O direito comparado nos ensina, verbis:
" Uma publicidade pode, por exemplo, ser completamente correta e ainda assim ser
enganosa, seja porque informação importante foi deixada de fora, seja porque seu
esquema é tal que vem a fazer com que o consumidor entenda mal aquilo que se
está realmente dizendo. É, em síntese, o conceito de enganosidade, e não de
falsidade, que é essencial aqui."A notificação da concessionária engana porque
faz com que o usuário entenda mal os critérios e a classificação, levando-o a
erro quanto à sua real situação. A propaganda enganosa provoca distorções no
processo decisório do consumidor, levando-o, desta forma, a adquirir produtos e
serviços que, se estivesse melhor informado, possivelmente não o faria. Mas no
caso vertente surge uma agravante insuperável, dado que o consumidor não pode
optar por não se utilizar do serviço correlato.
Da Ilegalidade e da Inconstitucionalidade da Portaria nº 261/96 do DNAEE. São
objetivos da República Federativa do Brasil, previstos no Artigo 3º, III e IV,
da Constituição Federal, a redução das desigualdades sociais e regionais e a
promoção do bem comum, sem discriminações. O princípio da igualdade,
hodiernamente, desborda da simplicidade conceitual da igualdade formal, passando
a ser considerado no seu conteúdo material.Assim, a igualdade é alcançada,
quando a lei observa nos critérios de discrímen com que trata os desiguais os
princípios contidos no ordenamento constitucional.
O mestre português J. J. Gomes Canotilho leciona, verbis:
"Ser igual perante a lei não significa apenas aplicação igual da lei." Dessa
forma, o legislador deve tratar desigualmente os desiguais, no intuito de
diminuição das desigualdades. Esse o fim a ser perseguido na busca da tão falada
igualdade material. A existência de desigualdades é que motiva o princípio da
igualdade. A lei geral e abstrata que incide em todos de forma igual, não
atentando para a desigualdade dos indivíduos e dos grupos, acaba causando maior
desigualdade e levando à injustiça, em contraposição à busca de uma justiça
formal, levando à sua inconstitucionalidade.

> _Dados armazenados_
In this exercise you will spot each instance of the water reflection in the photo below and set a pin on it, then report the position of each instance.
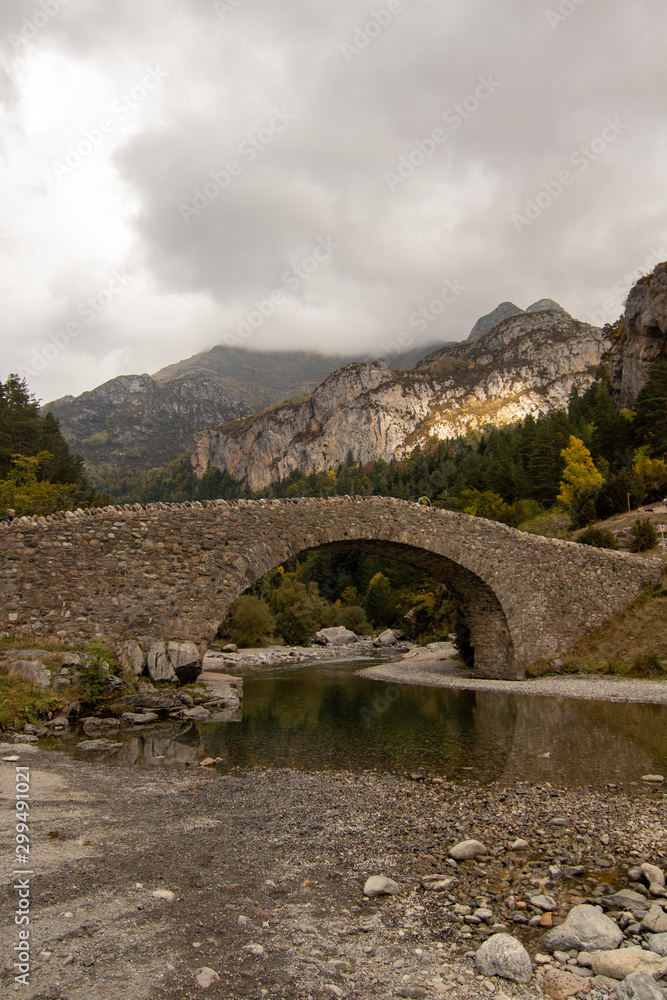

> _Objetivo do exercício_
Reescreva de forma mais curta o parágrafo do texto de leitura que começa com "Da Ilegalidade e da Inconstitucionalidade", preservando seus fatos principais.

> _Resultado do exercício_
Sobre a ilegalidade e a inconstitucionalidade da Portaria nº 261/96 do DNAEE: o Artigo 3º, III e IV, da Constituição Federal fixa como objetivos da República reduzir as desigualdades sociais e regionais e promover o bem comum sem discriminações. Hoje, o princípio da igualdade vai além da igualdade formal e é considerado em seu conteúdo material. A igualdade se alcança quando a lei, ao tratar os desiguais de modo distinto, respeita os princípios constitucionais.